> **TASK A**
Answer these from the forum thread below about getting goats to eat hay:
(i) What did TheMixedBag use to worm the buck?
(ii) On which day of pregnancy do liz's does begin getting grain?
(iii) What does liz do with the grain amount after 120 days?
## START PAGE EXTRACT
# Getting goats to eat the hay...



## TheMixedBag (Oct 16, 2010)

They loved it the first day they got it, and now, they won't touch it unless they absolutely have to. There's virtually no browse left, so all they've really got left is the hay and the odd bit of oat/alfalfa pellet mixture I give them (I've stopped giving the does the grain mix, since both are pregnant, unless it's a good idea to give it to them?). I've caught them nibbling on it here and there, but certainly not enough to seem...adequate. They're both fat little pigs right now, though, so I don't know what they're eating.

My buck, on the other hand, isn't thriving at all, so I put him back on grain today, wormed him with a dab of Zimectrin Gold, and will be buying them all a bale of alfalfa from the feed store....I'd have figured he'd start putting weight back on now that there aren't any does in heat, but he looks to have lost a fair bit instead.

Would spritzing it down with sugar water work, or should I just mix it with alfalfa and hope they don't pick through it?


----------



## liz (Oct 5, 2007)

Mine snub hay that ISN'T alfalfa...they've gotten clover and mixed grass/timothy but it will sit in the racks...give them alfalfa and it's literally inhaled!
I give my bucks grain all fall/winter because they do stay in rut wether theres a willing doe or not.
My preggy girls don't get grain til they hit their 60th day and then it's 1 cup once a day...after 120 days I cut it in half til they deliver.

My goats may be spoiled but I do not give in to their pickiness...as long as the hay they won't touch is in the racks, dry and smells good, I only fluff it, they eat it when they realize I'm not giving in.
## END PAGE EXTRACT
> **TASK B**
State how many lines in the entries contain the word "wall". Reply with the number alone.
## START TASK INPUT
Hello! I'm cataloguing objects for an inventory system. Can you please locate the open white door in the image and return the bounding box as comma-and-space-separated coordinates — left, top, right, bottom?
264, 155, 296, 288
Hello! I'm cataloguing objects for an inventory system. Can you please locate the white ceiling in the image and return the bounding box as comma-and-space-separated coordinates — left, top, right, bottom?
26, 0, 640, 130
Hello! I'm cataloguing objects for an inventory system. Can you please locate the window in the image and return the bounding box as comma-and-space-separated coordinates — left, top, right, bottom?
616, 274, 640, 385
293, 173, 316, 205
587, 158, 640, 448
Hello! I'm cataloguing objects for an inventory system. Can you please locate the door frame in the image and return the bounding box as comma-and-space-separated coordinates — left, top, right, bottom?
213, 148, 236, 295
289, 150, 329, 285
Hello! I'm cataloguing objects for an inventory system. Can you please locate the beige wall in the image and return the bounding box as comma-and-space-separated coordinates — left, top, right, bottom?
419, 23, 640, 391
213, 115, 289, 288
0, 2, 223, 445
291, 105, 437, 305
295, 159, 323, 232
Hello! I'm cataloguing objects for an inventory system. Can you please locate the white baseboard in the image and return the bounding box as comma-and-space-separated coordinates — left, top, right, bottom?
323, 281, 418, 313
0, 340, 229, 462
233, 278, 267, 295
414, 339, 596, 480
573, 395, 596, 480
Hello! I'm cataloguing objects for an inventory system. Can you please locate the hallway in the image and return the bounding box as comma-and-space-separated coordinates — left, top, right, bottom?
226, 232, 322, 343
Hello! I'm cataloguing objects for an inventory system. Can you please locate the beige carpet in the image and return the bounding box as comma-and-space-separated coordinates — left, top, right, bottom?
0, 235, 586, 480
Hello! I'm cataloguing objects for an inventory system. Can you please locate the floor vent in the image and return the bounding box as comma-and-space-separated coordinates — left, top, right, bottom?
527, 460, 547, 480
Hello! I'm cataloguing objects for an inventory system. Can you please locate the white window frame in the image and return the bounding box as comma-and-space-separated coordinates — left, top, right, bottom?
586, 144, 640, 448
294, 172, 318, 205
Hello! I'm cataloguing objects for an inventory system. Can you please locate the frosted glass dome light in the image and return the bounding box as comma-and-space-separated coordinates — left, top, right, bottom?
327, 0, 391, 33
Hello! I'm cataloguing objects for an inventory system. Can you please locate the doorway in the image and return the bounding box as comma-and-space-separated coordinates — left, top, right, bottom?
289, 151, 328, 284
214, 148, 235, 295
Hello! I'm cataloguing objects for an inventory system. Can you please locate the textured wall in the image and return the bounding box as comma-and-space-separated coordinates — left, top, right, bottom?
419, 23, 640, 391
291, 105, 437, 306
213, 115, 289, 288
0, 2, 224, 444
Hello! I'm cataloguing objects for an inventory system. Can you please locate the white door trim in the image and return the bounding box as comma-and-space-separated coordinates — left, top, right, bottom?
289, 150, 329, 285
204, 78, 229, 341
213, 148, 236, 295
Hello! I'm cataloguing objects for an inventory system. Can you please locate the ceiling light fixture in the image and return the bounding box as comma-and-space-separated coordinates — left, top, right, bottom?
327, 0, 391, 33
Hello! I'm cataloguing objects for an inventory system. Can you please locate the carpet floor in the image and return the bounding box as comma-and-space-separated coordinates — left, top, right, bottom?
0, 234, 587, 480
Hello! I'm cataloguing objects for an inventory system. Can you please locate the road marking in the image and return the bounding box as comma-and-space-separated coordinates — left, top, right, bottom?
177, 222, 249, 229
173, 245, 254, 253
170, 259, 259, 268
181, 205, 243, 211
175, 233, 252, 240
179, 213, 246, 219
## END TASK INPUT
## START TASK INPUT
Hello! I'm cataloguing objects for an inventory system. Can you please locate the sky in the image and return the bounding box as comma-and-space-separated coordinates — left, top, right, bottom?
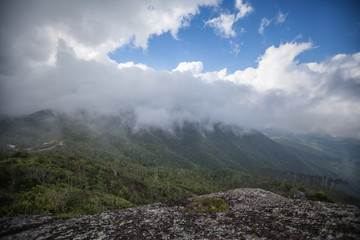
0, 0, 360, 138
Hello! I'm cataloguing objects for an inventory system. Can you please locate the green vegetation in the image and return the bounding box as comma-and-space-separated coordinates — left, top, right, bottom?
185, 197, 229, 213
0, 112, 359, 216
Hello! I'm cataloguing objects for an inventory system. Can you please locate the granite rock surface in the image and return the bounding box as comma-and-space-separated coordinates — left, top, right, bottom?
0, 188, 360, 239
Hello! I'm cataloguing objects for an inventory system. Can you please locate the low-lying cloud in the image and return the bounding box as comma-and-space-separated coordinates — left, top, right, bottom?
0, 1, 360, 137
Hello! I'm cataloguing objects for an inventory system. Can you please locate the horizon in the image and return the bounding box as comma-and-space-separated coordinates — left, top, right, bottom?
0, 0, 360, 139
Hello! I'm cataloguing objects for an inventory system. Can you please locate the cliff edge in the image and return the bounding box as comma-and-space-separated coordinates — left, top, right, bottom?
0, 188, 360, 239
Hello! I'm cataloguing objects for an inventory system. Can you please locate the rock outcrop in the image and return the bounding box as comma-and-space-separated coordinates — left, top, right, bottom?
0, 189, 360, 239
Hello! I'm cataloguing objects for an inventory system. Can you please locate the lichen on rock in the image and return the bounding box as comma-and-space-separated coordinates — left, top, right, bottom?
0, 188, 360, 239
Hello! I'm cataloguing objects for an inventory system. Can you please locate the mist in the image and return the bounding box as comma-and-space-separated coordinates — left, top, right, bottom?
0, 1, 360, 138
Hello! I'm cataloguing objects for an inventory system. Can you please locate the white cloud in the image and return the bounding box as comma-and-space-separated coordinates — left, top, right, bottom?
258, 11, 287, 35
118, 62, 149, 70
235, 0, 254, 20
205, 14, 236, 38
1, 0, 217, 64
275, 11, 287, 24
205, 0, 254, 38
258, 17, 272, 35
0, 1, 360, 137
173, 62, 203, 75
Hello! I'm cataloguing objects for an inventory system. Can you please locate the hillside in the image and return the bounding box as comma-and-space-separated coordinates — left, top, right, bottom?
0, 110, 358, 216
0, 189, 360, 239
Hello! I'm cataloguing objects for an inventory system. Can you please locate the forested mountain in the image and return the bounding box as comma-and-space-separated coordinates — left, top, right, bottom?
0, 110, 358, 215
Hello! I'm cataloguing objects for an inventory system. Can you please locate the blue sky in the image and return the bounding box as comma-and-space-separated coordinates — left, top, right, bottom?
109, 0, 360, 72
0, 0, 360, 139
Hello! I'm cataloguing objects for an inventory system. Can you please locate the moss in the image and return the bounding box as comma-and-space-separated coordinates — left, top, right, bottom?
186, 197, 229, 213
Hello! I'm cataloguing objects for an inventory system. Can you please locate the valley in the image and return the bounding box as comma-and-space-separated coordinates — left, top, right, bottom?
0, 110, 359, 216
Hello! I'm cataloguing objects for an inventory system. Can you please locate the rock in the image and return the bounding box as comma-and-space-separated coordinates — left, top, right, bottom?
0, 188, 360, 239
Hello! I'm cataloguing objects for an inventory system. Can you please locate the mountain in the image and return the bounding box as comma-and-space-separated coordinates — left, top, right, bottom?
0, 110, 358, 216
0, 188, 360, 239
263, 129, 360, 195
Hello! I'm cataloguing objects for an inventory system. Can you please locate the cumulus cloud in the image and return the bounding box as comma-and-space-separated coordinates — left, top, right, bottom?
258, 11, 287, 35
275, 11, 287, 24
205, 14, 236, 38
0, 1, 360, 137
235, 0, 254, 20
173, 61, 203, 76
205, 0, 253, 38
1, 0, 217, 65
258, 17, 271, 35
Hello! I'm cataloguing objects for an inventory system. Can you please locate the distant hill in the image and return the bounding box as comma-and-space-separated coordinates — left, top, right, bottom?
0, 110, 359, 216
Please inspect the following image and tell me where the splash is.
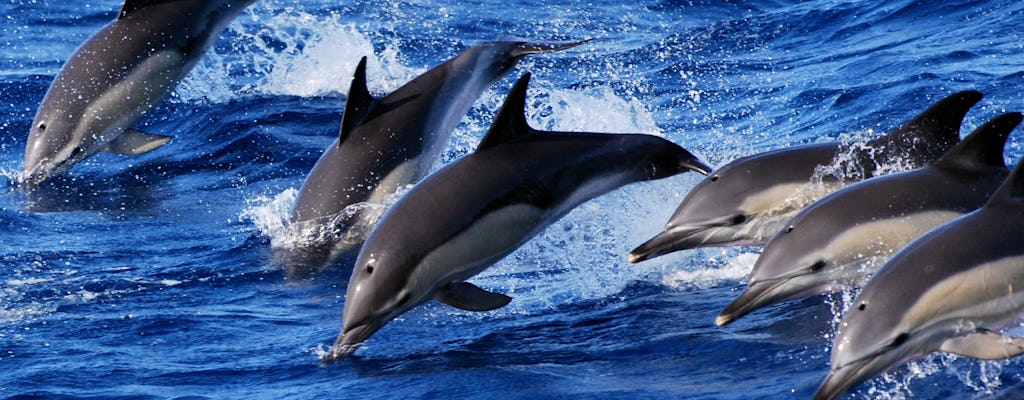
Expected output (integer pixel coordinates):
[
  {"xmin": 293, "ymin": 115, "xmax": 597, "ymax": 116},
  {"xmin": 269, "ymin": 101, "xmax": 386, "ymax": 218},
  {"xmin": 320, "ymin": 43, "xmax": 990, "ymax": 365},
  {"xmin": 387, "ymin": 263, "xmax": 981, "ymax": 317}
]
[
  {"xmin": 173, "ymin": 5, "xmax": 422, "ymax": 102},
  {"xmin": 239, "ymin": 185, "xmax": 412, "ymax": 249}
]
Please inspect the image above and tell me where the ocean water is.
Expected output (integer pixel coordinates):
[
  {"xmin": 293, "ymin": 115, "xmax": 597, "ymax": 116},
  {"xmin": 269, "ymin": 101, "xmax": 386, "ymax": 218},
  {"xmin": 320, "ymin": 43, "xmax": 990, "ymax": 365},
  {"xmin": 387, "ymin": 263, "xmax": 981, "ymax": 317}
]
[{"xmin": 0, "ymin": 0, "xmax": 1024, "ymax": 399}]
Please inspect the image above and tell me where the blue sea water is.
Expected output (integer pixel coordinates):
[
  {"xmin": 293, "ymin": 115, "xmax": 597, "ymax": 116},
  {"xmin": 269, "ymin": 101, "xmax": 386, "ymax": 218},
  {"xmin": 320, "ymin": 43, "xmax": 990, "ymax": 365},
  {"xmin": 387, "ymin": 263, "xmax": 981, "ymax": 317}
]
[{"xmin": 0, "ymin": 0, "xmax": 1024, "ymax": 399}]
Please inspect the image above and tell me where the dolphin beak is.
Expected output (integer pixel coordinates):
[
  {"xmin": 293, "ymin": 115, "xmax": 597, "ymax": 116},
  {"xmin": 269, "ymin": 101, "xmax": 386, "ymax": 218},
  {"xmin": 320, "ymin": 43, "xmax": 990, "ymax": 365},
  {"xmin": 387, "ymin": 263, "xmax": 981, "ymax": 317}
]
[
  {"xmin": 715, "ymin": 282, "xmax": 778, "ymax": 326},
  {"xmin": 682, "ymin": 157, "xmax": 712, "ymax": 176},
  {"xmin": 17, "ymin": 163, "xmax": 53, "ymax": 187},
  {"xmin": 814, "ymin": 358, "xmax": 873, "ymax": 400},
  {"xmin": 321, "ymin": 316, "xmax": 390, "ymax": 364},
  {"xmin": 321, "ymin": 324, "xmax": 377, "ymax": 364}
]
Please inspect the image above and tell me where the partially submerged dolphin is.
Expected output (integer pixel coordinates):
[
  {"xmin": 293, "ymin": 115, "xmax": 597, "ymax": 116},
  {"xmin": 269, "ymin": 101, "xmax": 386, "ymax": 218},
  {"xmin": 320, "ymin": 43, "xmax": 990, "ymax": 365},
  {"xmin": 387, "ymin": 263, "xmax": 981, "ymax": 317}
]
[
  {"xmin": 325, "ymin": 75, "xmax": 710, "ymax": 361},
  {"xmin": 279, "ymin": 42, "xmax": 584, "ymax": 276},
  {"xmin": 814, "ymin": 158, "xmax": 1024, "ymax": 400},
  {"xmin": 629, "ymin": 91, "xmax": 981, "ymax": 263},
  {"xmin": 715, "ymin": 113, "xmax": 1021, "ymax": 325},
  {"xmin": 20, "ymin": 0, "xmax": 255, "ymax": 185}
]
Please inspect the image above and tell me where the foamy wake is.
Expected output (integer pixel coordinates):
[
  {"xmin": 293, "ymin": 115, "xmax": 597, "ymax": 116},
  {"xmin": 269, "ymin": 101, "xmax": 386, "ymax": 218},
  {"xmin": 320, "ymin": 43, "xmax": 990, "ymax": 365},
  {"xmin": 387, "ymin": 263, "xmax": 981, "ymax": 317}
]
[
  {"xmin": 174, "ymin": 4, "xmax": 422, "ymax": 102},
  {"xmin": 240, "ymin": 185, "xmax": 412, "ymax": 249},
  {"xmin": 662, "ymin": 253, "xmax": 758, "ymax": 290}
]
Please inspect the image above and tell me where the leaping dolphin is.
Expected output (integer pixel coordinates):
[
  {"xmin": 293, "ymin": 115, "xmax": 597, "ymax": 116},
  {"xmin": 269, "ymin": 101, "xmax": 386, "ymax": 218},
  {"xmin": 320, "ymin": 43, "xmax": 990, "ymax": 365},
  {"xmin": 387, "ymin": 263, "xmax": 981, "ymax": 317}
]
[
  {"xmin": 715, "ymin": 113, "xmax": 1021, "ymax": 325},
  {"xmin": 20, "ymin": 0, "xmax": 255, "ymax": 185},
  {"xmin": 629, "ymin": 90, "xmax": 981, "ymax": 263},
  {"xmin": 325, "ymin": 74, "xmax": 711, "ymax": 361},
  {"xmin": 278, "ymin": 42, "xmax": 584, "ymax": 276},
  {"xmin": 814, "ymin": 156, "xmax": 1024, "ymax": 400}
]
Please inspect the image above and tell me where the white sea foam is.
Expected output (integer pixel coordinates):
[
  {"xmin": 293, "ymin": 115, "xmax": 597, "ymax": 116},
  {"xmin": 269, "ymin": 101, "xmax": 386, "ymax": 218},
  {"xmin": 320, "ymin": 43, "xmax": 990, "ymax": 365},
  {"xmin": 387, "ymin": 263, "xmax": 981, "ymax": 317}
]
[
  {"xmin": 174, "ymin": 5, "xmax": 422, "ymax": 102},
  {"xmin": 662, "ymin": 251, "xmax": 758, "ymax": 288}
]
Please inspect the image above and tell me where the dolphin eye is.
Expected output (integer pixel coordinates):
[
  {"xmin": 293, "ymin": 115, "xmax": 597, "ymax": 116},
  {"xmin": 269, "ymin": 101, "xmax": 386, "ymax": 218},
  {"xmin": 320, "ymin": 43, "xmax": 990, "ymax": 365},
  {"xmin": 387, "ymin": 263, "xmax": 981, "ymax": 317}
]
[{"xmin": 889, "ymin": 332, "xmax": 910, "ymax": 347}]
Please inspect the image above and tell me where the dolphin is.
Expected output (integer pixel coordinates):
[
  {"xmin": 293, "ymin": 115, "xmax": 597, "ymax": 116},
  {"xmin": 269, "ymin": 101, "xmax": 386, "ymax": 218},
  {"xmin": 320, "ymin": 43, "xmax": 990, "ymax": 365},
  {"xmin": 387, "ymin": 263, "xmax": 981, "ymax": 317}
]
## END TASK INPUT
> **RIGHT ANSWER A**
(i) A dab of Zimectrin Gold.
(ii) Their 60th day.
(iii) She cuts it in half until they deliver.

> **RIGHT ANSWER B**
2